» **Objective**
Can you format every line of the entries below as a JSON list of strings, one string per line, with blank lines left out?

* BEGIN Source records *

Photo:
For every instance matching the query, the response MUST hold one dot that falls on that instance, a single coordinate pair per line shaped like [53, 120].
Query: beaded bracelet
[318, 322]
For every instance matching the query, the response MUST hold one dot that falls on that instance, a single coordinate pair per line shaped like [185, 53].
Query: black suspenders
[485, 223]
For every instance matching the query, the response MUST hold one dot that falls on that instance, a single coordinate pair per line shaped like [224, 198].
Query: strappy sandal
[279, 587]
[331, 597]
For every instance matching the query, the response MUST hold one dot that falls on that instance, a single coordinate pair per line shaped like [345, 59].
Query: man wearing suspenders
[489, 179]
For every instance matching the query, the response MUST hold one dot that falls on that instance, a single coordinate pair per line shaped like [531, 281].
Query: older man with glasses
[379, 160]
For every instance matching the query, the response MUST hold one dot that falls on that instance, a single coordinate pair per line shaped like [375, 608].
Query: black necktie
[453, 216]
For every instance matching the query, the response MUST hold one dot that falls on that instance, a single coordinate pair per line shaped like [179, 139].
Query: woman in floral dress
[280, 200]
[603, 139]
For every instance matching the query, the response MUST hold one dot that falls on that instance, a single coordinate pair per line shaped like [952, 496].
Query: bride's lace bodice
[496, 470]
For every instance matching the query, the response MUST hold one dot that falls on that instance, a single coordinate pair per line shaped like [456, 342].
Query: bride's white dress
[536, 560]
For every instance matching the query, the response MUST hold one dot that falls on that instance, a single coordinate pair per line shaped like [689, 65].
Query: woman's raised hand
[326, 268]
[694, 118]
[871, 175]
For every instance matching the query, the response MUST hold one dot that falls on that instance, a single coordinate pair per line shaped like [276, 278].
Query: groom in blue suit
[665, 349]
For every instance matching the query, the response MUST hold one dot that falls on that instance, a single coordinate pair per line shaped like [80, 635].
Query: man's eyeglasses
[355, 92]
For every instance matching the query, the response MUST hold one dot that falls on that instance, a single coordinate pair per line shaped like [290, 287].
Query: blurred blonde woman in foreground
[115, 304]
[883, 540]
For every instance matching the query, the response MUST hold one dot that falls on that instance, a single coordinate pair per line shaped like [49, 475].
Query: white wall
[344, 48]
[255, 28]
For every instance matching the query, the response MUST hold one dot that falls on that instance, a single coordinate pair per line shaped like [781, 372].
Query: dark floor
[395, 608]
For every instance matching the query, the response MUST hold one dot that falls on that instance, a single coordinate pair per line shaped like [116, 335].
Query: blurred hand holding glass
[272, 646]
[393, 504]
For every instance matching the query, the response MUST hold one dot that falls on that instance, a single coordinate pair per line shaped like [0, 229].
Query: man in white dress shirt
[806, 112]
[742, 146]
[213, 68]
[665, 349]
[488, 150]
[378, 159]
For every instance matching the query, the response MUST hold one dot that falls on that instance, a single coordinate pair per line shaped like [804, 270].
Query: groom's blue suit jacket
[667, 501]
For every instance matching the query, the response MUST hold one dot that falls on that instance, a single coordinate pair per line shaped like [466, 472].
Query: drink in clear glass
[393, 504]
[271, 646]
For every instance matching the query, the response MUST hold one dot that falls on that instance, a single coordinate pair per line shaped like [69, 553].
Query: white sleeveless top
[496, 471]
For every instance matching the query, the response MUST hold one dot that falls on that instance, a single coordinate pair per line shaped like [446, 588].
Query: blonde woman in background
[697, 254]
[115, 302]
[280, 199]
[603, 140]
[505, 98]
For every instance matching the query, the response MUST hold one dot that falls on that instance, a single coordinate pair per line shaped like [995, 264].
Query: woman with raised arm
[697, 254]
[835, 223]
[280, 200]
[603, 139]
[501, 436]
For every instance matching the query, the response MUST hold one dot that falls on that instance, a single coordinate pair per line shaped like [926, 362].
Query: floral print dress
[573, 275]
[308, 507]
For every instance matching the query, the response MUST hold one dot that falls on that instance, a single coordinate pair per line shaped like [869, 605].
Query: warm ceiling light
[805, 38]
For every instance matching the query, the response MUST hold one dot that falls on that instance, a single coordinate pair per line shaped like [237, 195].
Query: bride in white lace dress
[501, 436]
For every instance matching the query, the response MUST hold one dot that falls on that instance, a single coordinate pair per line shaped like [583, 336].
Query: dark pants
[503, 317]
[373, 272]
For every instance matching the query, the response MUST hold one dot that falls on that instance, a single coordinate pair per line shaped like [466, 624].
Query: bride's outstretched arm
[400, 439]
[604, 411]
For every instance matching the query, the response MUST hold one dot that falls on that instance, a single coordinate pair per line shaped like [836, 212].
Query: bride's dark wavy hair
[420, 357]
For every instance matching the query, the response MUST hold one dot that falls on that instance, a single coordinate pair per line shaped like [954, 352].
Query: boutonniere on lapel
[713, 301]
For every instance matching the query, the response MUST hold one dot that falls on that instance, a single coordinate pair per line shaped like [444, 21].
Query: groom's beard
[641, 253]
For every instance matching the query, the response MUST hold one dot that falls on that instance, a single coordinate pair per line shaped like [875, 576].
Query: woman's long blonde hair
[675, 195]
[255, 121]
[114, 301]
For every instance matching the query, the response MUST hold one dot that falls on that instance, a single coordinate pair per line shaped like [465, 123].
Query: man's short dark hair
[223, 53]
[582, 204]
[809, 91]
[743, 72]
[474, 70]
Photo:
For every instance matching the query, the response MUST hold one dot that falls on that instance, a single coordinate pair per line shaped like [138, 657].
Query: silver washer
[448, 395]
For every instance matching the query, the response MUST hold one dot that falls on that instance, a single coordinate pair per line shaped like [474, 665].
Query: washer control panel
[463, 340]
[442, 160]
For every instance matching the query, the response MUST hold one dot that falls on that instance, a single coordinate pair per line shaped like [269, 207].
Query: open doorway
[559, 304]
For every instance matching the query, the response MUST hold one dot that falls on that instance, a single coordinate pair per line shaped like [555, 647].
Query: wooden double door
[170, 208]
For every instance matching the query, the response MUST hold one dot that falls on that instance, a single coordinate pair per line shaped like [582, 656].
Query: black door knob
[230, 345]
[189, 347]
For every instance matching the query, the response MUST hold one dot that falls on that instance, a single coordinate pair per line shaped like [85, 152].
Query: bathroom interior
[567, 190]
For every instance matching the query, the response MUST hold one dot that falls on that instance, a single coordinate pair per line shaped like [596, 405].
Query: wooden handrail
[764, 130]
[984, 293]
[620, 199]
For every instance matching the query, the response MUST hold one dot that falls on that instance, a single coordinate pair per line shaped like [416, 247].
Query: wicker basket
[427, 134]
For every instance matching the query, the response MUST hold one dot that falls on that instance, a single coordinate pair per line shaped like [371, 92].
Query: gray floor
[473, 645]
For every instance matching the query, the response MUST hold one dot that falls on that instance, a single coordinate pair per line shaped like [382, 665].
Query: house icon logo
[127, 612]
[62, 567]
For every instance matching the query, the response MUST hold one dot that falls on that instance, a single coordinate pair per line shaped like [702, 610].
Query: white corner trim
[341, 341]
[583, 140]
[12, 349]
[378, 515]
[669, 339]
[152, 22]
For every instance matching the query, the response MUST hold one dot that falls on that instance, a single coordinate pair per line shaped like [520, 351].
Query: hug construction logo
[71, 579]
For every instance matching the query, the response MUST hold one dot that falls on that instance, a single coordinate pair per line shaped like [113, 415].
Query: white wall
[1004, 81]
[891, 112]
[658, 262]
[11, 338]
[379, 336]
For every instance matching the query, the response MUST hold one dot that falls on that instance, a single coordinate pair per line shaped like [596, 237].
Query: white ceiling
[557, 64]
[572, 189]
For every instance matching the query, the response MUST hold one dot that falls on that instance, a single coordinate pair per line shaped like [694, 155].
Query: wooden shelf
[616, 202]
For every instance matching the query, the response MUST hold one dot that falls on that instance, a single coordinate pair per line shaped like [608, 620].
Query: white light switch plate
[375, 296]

* END Source records *

» **Answer to the problem**
[
  "Photo:",
  "For every instance matching the query, the response MUST hold one dot that falls on that instance, a single coordinate pair per line shaped like [53, 120].",
  "Query: beaded bracelet",
  "[318, 322]",
  "For every instance matching the query, the response MUST hold one dot that falls on that instance, a single coordinate pair per line shaped like [185, 53].",
  "Query: black suspenders",
  "[485, 223]",
  "For every instance matching the query, the response MUST hold one dot that falls on that instance, a single coordinate pair per line shaped like [224, 198].",
  "Query: strappy sandal",
  "[279, 587]",
  "[331, 597]",
  "For every instance matching the query, the response MUST hold one dot that falls on that instance, a single coordinate pair per line shaped like [345, 59].",
  "Query: man wearing suspenders",
  "[489, 179]",
  "For every instance matching the query, the response MUST hold one dot that falls on that instance, a single coordinate pair per line shaped like [531, 281].",
  "Query: older man with glasses",
  "[379, 160]",
  "For every instance matching the query, the response MUST hold one dot that falls on that instance, a single coordinate pair per line shaped like [375, 608].",
  "Query: black necktie",
  "[453, 216]",
  "For every instance matching the query, the response MUST hold one dot that falls on that instance, a single coordinate pair per line shaped like [179, 139].",
  "Query: woman in floral dress",
  "[280, 200]",
  "[603, 139]",
  "For every instance matching the query, the response MUST hold one dot that falls on that instance, a single coordinate pair per line shaped like [952, 496].",
  "Query: bride's lace bodice",
  "[496, 470]",
  "For every instance matching the query, the response MUST hold one dot that falls on that instance, a single coordinate pair per line shaped like [456, 342].",
  "Query: bride's white dress",
  "[536, 560]",
  "For every instance matching the query, the response MUST hold one dot that falls on that instance, a single coordinate pair per line shaped like [689, 65].",
  "Query: woman's raised hand",
  "[326, 268]",
  "[694, 118]",
  "[871, 175]",
  "For every instance matching the query, the response MUST hold one dot that falls on that instance, a single coordinate pair per line shaped like [276, 278].",
  "Query: groom in blue suit",
  "[665, 349]",
  "For every instance matching the query, the response MUST hold one dot that falls on that instance, a single coordinate pair per line shaped like [80, 635].",
  "Query: man's eyeglasses",
  "[355, 92]",
  "For every instance matching the query, the response MUST hold one dot that falls on that instance, a single coordinate pair per line shaped like [290, 287].",
  "Query: blurred blonde woman in foreground",
  "[115, 304]",
  "[883, 540]",
  "For every instance matching the query, the response MUST hold one dot that falls on that instance, a single coordinate pair per line shaped like [49, 475].",
  "Query: white wall",
  "[344, 48]",
  "[255, 28]",
  "For every instance matching the query, the response MUST hold one dot that falls on that instance, a single coordinate pair per line shaped like [781, 372].",
  "Query: dark floor",
  "[395, 608]",
  "For every instance matching the query, the response MUST hold one dot that falls on that instance, a single coordinate pair per line shaped like [116, 335].",
  "Query: blurred hand holding glass",
  "[272, 646]",
  "[393, 504]",
  "For every instance matching the query, the response MUST hold one dot that falls on that instance, a single coordinate pair per line shaped like [0, 229].",
  "Query: man in white dress shirt",
  "[806, 112]",
  "[742, 146]",
  "[213, 68]",
  "[665, 349]",
  "[488, 150]",
  "[378, 159]",
  "For every instance matching the query, the response MUST hold one dot that falls on that instance, a single coordinate pair per line shaped like [804, 270].",
  "Query: groom's blue suit jacket",
  "[667, 501]",
  "For every instance matching the query, the response MUST hold one dot that falls on that instance, a single coordinate pair per line shaped like [466, 472].",
  "Query: drink in clear glass",
  "[393, 504]",
  "[271, 646]",
  "For every instance matching the query, the response MUST hold one dot that falls on that instance, a single coordinate pair per line shaped like [69, 553].",
  "Query: white sleeveless top",
  "[496, 471]",
  "For every instance matching the query, the response MUST hold one dot that falls on that instance, a single coordinate pair per line shaped like [446, 588].",
  "Query: blonde woman in background",
  "[697, 254]",
  "[115, 302]",
  "[280, 199]",
  "[603, 140]",
  "[505, 98]",
  "For every instance matching the query, the response MUST hold one dot that falls on that instance, a single coordinate pair per line shaped like [995, 264].",
  "Query: woman with raised arm",
  "[697, 254]",
  "[835, 223]",
  "[280, 200]",
  "[603, 139]",
  "[501, 436]",
  "For every instance matching the query, the response MUST hold one dot that falls on that instance, a single coordinate pair per line shaped like [926, 362].",
  "Query: floral print dress",
  "[573, 275]",
  "[308, 507]",
  "For every instance matching the query, the response MUST hold one dot that falls on that instance, a single coordinate pair per line shaped like [869, 605].",
  "Query: warm ceiling light",
  "[805, 38]",
  "For every instance matching the query, the response MUST hold one dot that falls on that instance, a single coordinate pair per line shaped like [237, 195].",
  "Query: bride in white lace dress",
  "[501, 436]",
  "For every instance matching the query, the response MUST hold one dot that falls on that instance, a single coordinate pair per line shaped like [583, 336].",
  "Query: dark pants",
  "[503, 317]",
  "[373, 272]",
  "For every instance matching the query, the response MUST hold one dot that falls on that instance, a single coordinate pair per line shaped like [466, 624].",
  "Query: bride's outstretched arm",
  "[400, 439]",
  "[604, 411]",
  "For every instance matching the query, the response MUST hold one dot that falls on that instance, a single coordinate pair per line shaped like [836, 212].",
  "Query: bride's dark wavy hair",
  "[420, 357]",
  "For every instance matching the query, the response MUST hold one dot that falls on that instance, a single coordinate pair per line shaped like [954, 352].",
  "Query: boutonniere on lapel",
  "[713, 301]",
  "For every instance matching the query, the response MUST hold one dot that falls on that instance, a single coordinate pair per line shaped like [444, 21].",
  "Query: groom's beard",
  "[641, 253]",
  "For every instance matching the query, the response MUST hold one dot that falls on that instance, a single coordinate pair per line shaped like [875, 576].",
  "Query: woman's long blonde hair",
  "[675, 195]",
  "[255, 121]",
  "[114, 301]",
  "For every instance matching the query, the response MUST hold one dot that falls on that instance, a single coordinate pair per line shaped like [465, 123].",
  "Query: man's short dark hair",
  "[223, 53]",
  "[582, 204]",
  "[809, 91]",
  "[743, 72]",
  "[474, 70]",
  "Photo:",
  "For every instance matching the query, the response MUST hold one dot that falls on that instance, a single coordinate pair per line shaped like [138, 657].",
  "Query: silver washer",
  "[448, 395]",
  "For every instance matching the query, the response MUST hold one dot that falls on that instance, a single coordinate pair per line shaped like [474, 665].",
  "Query: washer control panel",
  "[463, 340]",
  "[442, 160]",
  "For every instance matching the query, the response MUST hold one dot that falls on that instance, a single coordinate pair per line shaped like [269, 207].",
  "Query: open doorway",
  "[559, 304]",
  "For every instance matching the query, the response MUST hold one dot that falls on that instance, a single coordinate pair per line shaped like [555, 647].",
  "Query: wooden double door",
  "[170, 208]",
  "For every instance matching the query, the response MUST hold one dot that falls on that instance, a single coordinate pair per line shaped like [582, 656].",
  "Query: black door knob",
  "[230, 345]",
  "[189, 347]",
  "For every instance matching the query, the response MUST hold one dot that falls on that instance, a single coordinate pair per line shaped like [85, 152].",
  "Query: bathroom interior",
  "[567, 190]",
  "For every instance matching the query, the response MUST hold one dot that falls on that instance, a single coordinate pair per line shaped like [596, 405].",
  "Query: wooden handrail",
  "[764, 130]",
  "[984, 293]",
  "[620, 199]",
  "For every instance matching the query, the response MUST hold one dot that falls on that instance, a single coordinate pair per line shaped like [416, 247].",
  "Query: wicker basket",
  "[427, 134]",
  "For every instance matching the query, the response MUST hold one dot that falls on that instance, a single coordinate pair per line shaped like [371, 92].",
  "Query: gray floor",
  "[473, 645]",
  "For every instance matching the query, the response MUST hold one dot that falls on that instance, a single coordinate pair per line shaped like [382, 665].",
  "Query: house icon logo",
  "[127, 612]",
  "[62, 567]",
  "For every instance matching the query, the response MUST hold one dot that falls on that instance, a single coordinate pair per line shaped like [702, 610].",
  "Query: white corner trim",
  "[341, 341]",
  "[583, 140]",
  "[12, 349]",
  "[378, 515]",
  "[669, 339]",
  "[152, 22]",
  "For every instance matching the query, the response MUST hold one dot that falls on that instance, a single coordinate pair per line shaped like [520, 351].",
  "Query: hug construction logo",
  "[71, 579]",
  "For every instance matching the query, the response MUST hold one dot that falls on that instance, a single coordinate pair per line shaped like [113, 415].",
  "Query: white wall",
  "[1004, 81]",
  "[891, 112]",
  "[658, 262]",
  "[11, 338]",
  "[379, 336]",
  "For every instance matching the query, the response MUST hold one dot that falls on that instance, a single coordinate pair per line shaped like [596, 237].",
  "Query: white ceiling",
  "[557, 64]",
  "[572, 189]",
  "For every instance matching the query, the response MUST hold one dot that falls on that instance, a single coordinate pair per line shaped like [694, 155].",
  "Query: wooden shelf",
  "[616, 202]",
  "For every instance matching the query, the response MUST hold one dot that falls on that instance, a single coordinate pair per line shaped like [608, 620].",
  "Query: white light switch plate",
  "[375, 296]"
]